MATERIALS PROVIDED:
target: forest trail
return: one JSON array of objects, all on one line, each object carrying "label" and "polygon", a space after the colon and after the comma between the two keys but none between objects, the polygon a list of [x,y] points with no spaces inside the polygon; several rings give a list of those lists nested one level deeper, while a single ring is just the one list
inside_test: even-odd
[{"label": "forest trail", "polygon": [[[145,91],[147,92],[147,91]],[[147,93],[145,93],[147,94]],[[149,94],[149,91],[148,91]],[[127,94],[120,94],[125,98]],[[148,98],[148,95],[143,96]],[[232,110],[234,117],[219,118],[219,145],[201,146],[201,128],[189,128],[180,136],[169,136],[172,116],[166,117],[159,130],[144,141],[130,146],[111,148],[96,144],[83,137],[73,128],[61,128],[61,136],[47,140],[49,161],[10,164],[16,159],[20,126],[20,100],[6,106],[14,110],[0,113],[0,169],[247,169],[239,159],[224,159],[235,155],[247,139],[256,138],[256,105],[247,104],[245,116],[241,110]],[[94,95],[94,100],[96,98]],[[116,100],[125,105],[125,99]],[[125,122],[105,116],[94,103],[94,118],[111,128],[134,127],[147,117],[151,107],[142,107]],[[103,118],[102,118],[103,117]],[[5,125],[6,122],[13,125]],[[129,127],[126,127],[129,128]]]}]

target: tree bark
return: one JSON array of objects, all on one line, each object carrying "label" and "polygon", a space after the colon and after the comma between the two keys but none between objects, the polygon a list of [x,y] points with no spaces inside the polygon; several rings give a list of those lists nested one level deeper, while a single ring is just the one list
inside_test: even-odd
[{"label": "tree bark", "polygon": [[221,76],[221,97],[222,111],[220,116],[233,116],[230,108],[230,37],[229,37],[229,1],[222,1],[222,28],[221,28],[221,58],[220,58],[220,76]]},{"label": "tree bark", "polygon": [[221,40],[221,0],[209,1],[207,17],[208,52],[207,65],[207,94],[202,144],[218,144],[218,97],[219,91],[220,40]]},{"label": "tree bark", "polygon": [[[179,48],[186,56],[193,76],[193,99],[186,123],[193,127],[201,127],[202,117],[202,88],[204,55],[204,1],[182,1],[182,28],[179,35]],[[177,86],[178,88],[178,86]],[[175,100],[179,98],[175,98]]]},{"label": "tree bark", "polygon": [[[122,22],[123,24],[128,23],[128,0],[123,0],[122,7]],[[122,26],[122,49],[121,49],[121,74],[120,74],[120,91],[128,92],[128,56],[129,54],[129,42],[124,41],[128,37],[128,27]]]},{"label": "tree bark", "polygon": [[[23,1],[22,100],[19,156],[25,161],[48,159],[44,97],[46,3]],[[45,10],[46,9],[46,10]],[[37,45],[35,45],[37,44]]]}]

TASK INSTRUCTIONS:
Each record above should be restated word for word.

SOLUTION FOR THIS TASK:
target: forest trail
return: one JSON array of objects, all on one line, each object carrying "label" and "polygon", a space after the colon and after the comma between the two keys but none between objects, the polygon a list of [x,y] points with no spaces inside the polygon; several rings give a list of those lists nested one level deeper, while a single ring is just the one list
inside_test: even-odd
[{"label": "forest trail", "polygon": [[[145,91],[147,92],[147,91]],[[147,93],[145,93],[147,94]],[[149,94],[149,91],[148,91]],[[127,94],[120,94],[125,98]],[[148,98],[148,95],[143,96]],[[232,110],[234,117],[219,118],[219,145],[201,146],[201,128],[189,128],[180,136],[169,136],[172,116],[166,117],[159,130],[144,141],[130,146],[111,148],[96,144],[83,137],[73,128],[61,128],[61,136],[47,140],[49,161],[10,164],[16,159],[20,126],[20,100],[6,106],[14,110],[0,113],[0,169],[247,169],[239,159],[224,159],[235,155],[247,139],[256,138],[256,105],[247,104],[245,116],[241,110]],[[94,95],[94,100],[96,98]],[[116,100],[125,105],[125,99]],[[125,122],[105,116],[94,103],[94,118],[111,128],[134,127],[147,117],[151,107],[142,107]],[[103,118],[102,118],[103,117]],[[5,125],[6,122],[13,125]],[[129,127],[126,127],[129,128]]]}]

target: tree bark
return: one JSON array of objects, all on one line, each object carrying "label" and "polygon", a space after the colon and after the comma between the two keys but none between objects, the polygon a list of [x,y] points with no spaces inside the polygon; several rings give a list of those lists nested one level deeper, while a single ring is just the one list
inside_test: even-odd
[{"label": "tree bark", "polygon": [[221,76],[221,97],[222,111],[220,116],[233,116],[230,108],[230,37],[229,37],[229,1],[222,1],[222,28],[221,28],[221,58],[220,58],[220,76]]},{"label": "tree bark", "polygon": [[221,40],[221,0],[209,1],[207,17],[208,52],[207,65],[207,94],[202,144],[218,144],[218,97],[219,91],[220,40]]},{"label": "tree bark", "polygon": [[[179,48],[186,56],[193,76],[193,99],[186,123],[193,127],[201,127],[202,117],[202,88],[204,55],[204,1],[182,1],[182,28],[179,35]],[[177,86],[178,88],[178,86]],[[175,100],[179,98],[175,98]]]},{"label": "tree bark", "polygon": [[[122,22],[123,24],[128,23],[128,0],[123,0],[122,7]],[[122,26],[122,49],[121,49],[121,74],[120,74],[120,91],[128,92],[128,56],[129,54],[129,42],[124,41],[128,37],[128,27]]]},{"label": "tree bark", "polygon": [[[23,1],[22,100],[19,156],[25,161],[48,159],[44,97],[46,3]],[[45,10],[46,9],[46,10]],[[37,45],[35,45],[37,44]]]}]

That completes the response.